## Extracted text

[Start]

I would have trusted on your words , if you would have removed this fraudulent signature petition and all other such petitions;I myself have written a petition and I know it is very difficult for us to raise a issue and bring in people to spend a time and sign it ; with this whole incidence of Change.org my belief on online petitions is shattered .lastly I perceive it in this way and that is , I think you also believe less  on change.org , as you chose Tumbler to highlight such a big news about your own website .I am hoping for a fair dialogue about this whole issues with a thread of previous emails and replies on change.org homepage so that truth must come out …

( Rahul Deveshwar on Facebook )

Change.org platform is no longer on the side of justice, but neutral in the fight against oppression, and hence, has actually taken the side of the oppressor…( Aashish Gupta  via email)

The idea that the  change.org makes no judgment on the type of petition seems a bit strange. Do they not have some sort of system of checks and balances? How many people sign things just on trust? I know I have done. To personalise the mistake (if it was a mistake) that they may have made to an individual who points out the inconsistency of their position on a specific petition seems to me a policy of “shoot the messenger” No petition is a trivial issue to those who take the trouble of starting one, or signing one. Motives would seem a significant factor. therefore this personalisation also would appear to have a motive. Is the organisation afraid of criticism? In which case the attack on an individual would seem logical. Why could not have change.org  provided a coherent answer to the inconsistency highlighted and not personalise the matter to an individual. It is those who work on the ground with people who matter, the idea of holding “people power and democracy in high regard” seems to me bullshit, and appears to appeal to interest groups who have a neo liberal agenda of control.
Kamayani I think all such organisations to me are suspect and anyone who points a finger that may expose their inconsistencies would be demonised in some way. specially such democracy movements of recent past seem to have had bloody results when western interests are threatened, Middle East, Pakistan orange revolution etc etc come to mind. There is sometimes more at stake than rights of people and that is the jobs of those who run these corporate “rights” organisations almost across the world and they would always go with their sponser, who would be western based or financed.  Kamayani, May be you have touched a brick that could shake the edifice ? I am frankly unconvinced by Change-org’s response, and as a user of Change in the past, may be forced to rethink my use of this platform. The simple question that bothers me is: how ‘neutral’ can such a platform be? If there is a petition demanding action against, say, Hindutva hate-speech or anti-dalit violence, will Change also host a petition by the same accused persons, as long as the language they use is not ‘hateful’? I would be much more comfortable with a clear, though broad, policy by such a platform.   I have closed by change.org account  (Satish Barot on FB)

[End]

## Things to do
**A)** In the comments on Change.org, whose side does Aashish Gupta say the platform has actually taken?
**B)** Set down the part of the comments on Change.org that starts at "Change.org platform is" and ends at "Gupta  via email)", word for word.
**C)** Carry the comments criticizing Change.org on past the point where they stop.

## Supplied material
[Start]

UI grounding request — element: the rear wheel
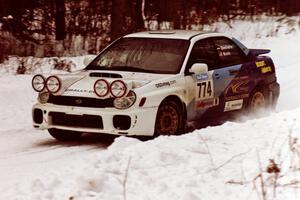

[End]

## Outputs
**A)** The side of the oppressor.

**B)**
Change.org platform is no longer on the side of justice, but neutral in the fight against oppression, and hence, has actually taken the side of the oppressor…( Aashish Gupta  via email)

**C)**
” I am a little shocked that we bothered Mr. Tumbler. When I think, you own change.org. It would be more official when you post it there. Innit ?” (Harish Iyer, Facebook)

I am frankly unconvinced by Change-org’s response, and as a user of Change in the past, may be forced to rethink my use of this platform. The simple question that bothers me is: how ‘neutral’ can such a platform be? If there is a petition demanding action against, say, Hindutva hate-speech or anti-dalit violence, will Change also host a petition by the same accused persons, as long as the language they use is not ‘hateful’? I would be much more comfortable with a clear, though broad, policy by such a platform.    ( Kavita Krishnan, New Delhi email )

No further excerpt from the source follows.